(EXTRACTED MATERIAL)

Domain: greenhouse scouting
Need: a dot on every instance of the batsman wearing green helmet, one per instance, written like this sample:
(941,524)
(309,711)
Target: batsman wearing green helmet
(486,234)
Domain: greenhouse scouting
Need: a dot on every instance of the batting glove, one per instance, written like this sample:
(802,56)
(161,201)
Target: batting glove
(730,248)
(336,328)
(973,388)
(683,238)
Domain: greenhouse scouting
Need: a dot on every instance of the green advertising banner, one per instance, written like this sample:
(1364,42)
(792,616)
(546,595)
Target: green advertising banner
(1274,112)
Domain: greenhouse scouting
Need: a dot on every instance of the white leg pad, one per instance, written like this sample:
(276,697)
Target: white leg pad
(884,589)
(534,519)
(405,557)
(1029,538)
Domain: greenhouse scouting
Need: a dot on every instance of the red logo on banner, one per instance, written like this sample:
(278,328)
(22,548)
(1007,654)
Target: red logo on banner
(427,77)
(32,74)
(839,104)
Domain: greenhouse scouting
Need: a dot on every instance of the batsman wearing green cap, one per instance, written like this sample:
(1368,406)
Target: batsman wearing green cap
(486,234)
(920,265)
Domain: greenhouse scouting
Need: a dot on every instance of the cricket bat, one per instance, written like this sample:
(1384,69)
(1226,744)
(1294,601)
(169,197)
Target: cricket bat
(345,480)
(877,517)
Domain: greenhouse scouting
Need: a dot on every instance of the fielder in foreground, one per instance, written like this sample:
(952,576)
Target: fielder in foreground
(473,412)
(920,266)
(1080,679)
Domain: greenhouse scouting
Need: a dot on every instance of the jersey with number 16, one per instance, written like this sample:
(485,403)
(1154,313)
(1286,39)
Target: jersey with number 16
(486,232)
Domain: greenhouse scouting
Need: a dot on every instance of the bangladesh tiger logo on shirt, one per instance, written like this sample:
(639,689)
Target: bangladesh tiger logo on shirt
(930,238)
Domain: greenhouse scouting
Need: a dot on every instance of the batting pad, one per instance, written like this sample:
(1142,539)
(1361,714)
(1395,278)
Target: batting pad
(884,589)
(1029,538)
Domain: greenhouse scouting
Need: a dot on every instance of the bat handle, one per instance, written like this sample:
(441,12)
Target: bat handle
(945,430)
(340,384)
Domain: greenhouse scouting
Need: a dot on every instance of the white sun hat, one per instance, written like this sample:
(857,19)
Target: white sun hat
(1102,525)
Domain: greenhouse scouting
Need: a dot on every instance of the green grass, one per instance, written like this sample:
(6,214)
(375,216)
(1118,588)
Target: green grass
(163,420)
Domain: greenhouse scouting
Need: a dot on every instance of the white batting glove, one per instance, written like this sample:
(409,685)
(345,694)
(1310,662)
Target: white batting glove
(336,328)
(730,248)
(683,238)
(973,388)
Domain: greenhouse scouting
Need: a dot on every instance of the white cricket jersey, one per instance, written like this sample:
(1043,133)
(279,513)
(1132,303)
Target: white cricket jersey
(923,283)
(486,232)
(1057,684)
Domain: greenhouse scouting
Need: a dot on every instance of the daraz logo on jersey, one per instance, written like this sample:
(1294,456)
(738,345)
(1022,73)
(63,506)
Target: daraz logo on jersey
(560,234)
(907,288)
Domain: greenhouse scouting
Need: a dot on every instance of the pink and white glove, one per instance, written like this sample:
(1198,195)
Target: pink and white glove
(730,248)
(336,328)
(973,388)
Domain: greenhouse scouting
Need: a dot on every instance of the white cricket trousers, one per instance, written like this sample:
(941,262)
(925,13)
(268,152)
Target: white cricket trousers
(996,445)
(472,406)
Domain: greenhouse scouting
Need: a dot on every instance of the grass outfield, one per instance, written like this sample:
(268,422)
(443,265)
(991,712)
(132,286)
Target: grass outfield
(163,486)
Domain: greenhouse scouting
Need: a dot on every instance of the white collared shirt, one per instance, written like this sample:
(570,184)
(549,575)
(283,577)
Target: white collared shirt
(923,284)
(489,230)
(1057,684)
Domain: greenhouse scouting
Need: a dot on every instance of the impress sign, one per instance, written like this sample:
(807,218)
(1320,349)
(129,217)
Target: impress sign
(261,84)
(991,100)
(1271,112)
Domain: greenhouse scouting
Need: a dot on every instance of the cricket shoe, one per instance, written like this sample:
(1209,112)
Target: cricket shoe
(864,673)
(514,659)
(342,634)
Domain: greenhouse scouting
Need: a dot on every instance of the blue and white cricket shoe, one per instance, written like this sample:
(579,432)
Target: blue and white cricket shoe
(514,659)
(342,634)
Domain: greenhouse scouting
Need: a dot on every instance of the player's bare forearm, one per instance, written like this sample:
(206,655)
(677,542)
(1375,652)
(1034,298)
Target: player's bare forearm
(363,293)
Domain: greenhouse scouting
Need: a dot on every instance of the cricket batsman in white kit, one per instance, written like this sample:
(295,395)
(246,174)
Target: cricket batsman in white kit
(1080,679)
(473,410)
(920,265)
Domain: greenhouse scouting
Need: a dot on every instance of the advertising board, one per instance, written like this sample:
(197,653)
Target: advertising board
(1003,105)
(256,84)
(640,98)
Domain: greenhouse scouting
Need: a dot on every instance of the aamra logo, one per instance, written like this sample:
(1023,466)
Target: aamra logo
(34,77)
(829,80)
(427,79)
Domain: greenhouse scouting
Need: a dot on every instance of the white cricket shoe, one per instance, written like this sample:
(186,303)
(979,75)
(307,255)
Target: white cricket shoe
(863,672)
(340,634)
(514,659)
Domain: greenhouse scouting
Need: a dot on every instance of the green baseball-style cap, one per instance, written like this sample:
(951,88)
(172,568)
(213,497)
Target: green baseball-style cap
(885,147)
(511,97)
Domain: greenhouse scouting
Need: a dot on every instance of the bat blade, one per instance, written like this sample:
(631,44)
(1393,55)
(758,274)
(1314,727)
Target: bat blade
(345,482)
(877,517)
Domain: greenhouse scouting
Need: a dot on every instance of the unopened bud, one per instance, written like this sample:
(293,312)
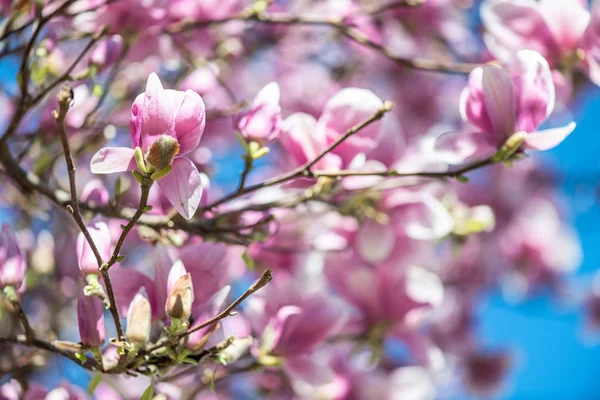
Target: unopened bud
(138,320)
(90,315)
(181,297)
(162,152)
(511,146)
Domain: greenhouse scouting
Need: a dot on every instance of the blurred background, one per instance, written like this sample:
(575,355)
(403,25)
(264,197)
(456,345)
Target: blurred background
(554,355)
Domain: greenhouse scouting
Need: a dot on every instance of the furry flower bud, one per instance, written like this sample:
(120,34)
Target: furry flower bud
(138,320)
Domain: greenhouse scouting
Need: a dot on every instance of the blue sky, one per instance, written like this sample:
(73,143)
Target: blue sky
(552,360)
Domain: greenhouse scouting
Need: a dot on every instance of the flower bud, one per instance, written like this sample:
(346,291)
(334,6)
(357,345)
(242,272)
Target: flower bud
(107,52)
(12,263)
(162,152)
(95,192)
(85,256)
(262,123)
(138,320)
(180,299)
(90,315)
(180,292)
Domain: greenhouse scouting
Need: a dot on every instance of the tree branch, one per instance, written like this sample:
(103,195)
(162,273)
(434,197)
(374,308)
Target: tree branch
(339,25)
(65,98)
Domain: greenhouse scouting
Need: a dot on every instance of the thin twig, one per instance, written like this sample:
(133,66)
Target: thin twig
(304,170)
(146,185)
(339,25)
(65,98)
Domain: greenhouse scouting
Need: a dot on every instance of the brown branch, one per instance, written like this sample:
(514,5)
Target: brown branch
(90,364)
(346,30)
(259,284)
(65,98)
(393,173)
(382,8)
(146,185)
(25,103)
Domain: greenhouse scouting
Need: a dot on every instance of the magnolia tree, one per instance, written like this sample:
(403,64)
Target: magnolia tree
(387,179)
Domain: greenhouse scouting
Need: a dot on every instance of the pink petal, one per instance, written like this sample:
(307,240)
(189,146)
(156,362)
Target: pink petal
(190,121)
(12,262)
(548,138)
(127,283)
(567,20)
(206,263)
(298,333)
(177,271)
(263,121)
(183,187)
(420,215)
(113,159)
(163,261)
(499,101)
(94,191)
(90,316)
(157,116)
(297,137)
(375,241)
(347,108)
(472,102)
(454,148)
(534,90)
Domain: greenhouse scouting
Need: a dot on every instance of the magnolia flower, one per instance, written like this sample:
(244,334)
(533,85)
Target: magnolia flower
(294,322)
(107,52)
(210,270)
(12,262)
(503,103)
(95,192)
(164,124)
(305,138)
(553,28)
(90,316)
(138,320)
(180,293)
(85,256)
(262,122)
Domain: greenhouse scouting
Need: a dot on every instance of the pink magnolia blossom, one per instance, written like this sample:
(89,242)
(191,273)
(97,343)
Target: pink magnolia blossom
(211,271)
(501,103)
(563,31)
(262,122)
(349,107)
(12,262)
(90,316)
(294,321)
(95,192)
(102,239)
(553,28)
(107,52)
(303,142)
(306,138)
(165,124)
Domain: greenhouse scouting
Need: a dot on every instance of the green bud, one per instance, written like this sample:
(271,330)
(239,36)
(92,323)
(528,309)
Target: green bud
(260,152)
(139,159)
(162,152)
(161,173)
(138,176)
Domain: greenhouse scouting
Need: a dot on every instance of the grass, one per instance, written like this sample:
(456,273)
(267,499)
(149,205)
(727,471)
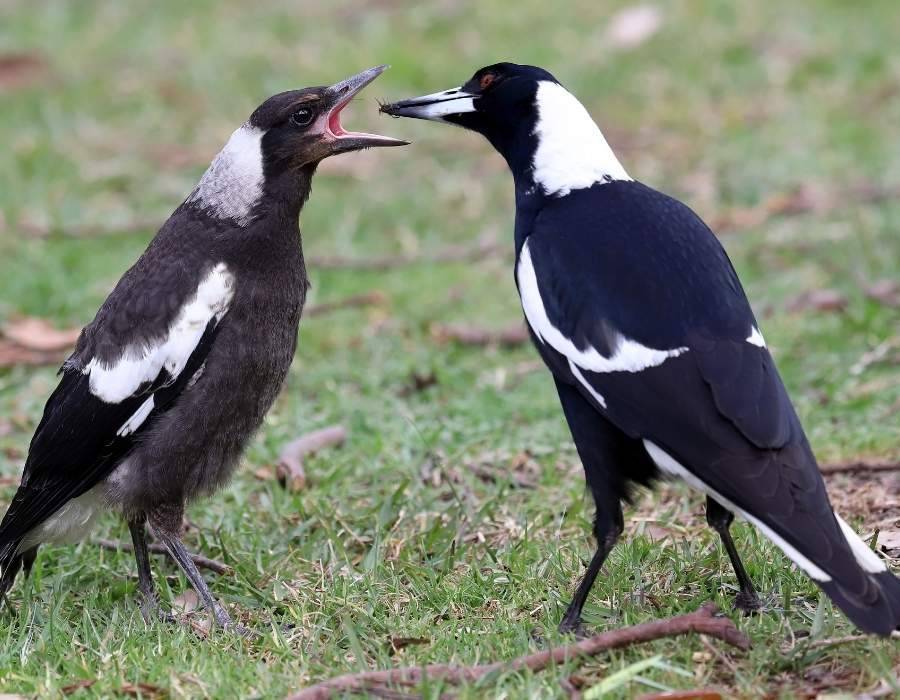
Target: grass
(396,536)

(End EXTRACTED MATERIAL)

:: EXERCISE DETAILS ::
Retype only the lines above between the line with "Need: a dot on every instance of the advertising" and the line with "Need: a dot on every instance of the aamra", counting those two lines as well, and keep every character as it is.

:: WORKED SOLUTION ::
Need: a dot on every instance of the advertising board, one per instance, written like this sample:
(197,653)
Target: advertising board
(1003,105)
(256,84)
(640,98)
Domain: greenhouse scouting
Need: a dot on every instance of the aamra logo, one per instance, written like this sample:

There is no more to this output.